## Try it:
The reply should hold every line of the data, unchanged and complete.

Natural language region descriptions:
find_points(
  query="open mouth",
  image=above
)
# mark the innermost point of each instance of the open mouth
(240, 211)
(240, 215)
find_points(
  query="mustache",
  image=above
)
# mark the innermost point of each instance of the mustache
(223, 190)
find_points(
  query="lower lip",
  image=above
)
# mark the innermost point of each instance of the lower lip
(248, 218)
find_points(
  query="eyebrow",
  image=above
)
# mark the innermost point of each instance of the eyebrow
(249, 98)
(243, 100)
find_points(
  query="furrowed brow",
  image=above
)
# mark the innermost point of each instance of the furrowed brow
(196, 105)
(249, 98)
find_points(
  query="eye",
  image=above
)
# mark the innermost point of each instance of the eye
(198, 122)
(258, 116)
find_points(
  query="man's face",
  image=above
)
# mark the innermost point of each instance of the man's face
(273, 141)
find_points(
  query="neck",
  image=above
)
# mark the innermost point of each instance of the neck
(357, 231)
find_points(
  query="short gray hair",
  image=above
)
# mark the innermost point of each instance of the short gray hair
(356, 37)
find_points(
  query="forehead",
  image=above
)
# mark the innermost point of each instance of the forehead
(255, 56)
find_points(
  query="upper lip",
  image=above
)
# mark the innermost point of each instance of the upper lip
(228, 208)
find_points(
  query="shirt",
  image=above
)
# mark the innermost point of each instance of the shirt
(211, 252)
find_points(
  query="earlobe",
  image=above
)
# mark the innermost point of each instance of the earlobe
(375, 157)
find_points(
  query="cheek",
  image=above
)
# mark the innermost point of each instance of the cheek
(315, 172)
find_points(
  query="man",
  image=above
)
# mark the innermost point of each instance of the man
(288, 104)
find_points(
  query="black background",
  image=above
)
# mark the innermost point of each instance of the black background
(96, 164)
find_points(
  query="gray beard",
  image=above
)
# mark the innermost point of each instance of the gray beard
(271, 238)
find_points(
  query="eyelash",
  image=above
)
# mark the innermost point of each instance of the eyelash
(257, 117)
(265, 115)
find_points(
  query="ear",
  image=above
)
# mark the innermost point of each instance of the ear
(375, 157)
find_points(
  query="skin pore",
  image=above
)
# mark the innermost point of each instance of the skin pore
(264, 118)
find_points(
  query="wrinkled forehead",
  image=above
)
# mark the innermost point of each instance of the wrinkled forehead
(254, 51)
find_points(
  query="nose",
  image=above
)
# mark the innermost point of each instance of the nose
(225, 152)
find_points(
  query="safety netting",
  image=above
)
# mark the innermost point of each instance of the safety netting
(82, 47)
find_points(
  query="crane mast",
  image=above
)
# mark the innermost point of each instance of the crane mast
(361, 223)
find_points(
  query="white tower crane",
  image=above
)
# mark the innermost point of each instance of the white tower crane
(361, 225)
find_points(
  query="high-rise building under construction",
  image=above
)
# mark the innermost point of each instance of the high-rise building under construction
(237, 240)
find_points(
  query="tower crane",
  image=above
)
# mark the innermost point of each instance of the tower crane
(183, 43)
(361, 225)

## Response:
find_points(
  query="open mouth",
  image=above
)
# mark the innermost point of each instance of the open mouth
(240, 211)
(240, 215)
find_points(
  query="mustache",
  image=above
)
# mark the innermost point of each instance of the mustache
(223, 190)
find_points(
  query="lower lip",
  image=above
)
# mark the innermost point of each instance of the lower lip
(248, 218)
find_points(
  query="eyebrow",
  image=above
)
# mark the innermost point of each instance of the eyebrow
(249, 98)
(243, 100)
find_points(
  query="furrowed brow",
  image=above
)
# mark the innermost point of each instance of the furrowed brow
(196, 105)
(249, 98)
find_points(
  query="eye",
  image=above
)
# mark the innermost point of each instance of the eye
(198, 122)
(258, 116)
find_points(
  query="man's face",
  image=above
)
# mark the innermost point of each instance of the man's face
(273, 141)
find_points(
  query="neck",
  image=above
)
# mark the innermost point of each instance of the neck
(357, 231)
find_points(
  query="short gray hair",
  image=above
)
# mark the innermost point of each instance of the short gray hair
(356, 37)
find_points(
  query="forehead",
  image=above
)
# mark the innermost point of each instance of the forehead
(255, 56)
find_points(
  query="upper lip",
  image=above
)
# mark the innermost point of each instance of the upper lip
(228, 208)
find_points(
  query="shirt",
  image=above
)
# mark the innermost point of each instance of the shirt
(211, 252)
find_points(
  query="earlobe",
  image=above
)
# mark the innermost point of each instance of the earlobe
(375, 157)
find_points(
  query="cheek",
  image=above
)
# mark the innermost point of each instance of the cheek
(315, 172)
find_points(
  query="man",
  image=above
)
# mark the innermost point of each instance of the man
(288, 104)
find_points(
  query="black background",
  image=above
)
# mark the innermost point of each instance of the black background
(96, 164)
find_points(
  query="gray beard",
  image=above
)
# mark the innermost point of each instance of the gray beard
(271, 238)
find_points(
  query="eyelash",
  image=above
)
# mark the innermost point of each instance of the eyelash
(257, 117)
(265, 115)
find_points(
  query="ear",
  image=above
)
# mark the innermost point of each instance of the ear
(375, 157)
find_points(
  query="skin pore",
  image=above
)
# mark the innermost point of each instance of the skin pore
(264, 118)
find_points(
  query="wrinkled forehead",
  image=above
)
# mark the innermost point of each instance of the wrinkled forehead
(254, 51)
find_points(
  query="nose",
  image=above
)
# mark the innermost point of each instance of the nose
(225, 152)
find_points(
  query="safety netting",
  image=above
)
# mark the innermost point of each instance of the safety netting
(82, 47)
find_points(
  query="crane mast",
  image=above
)
# mark the innermost point of each instance of the crane mast
(361, 223)
find_points(
  query="white tower crane",
  image=above
)
# mark the innermost point of each instance of the white tower crane
(361, 225)
find_points(
  query="high-rise building under construction",
  image=above
)
# mark the innermost point of each instance of the high-rise building under construction
(237, 240)
find_points(
  query="tower crane",
  image=above
)
# mark the innermost point of each instance of the tower crane
(183, 43)
(361, 225)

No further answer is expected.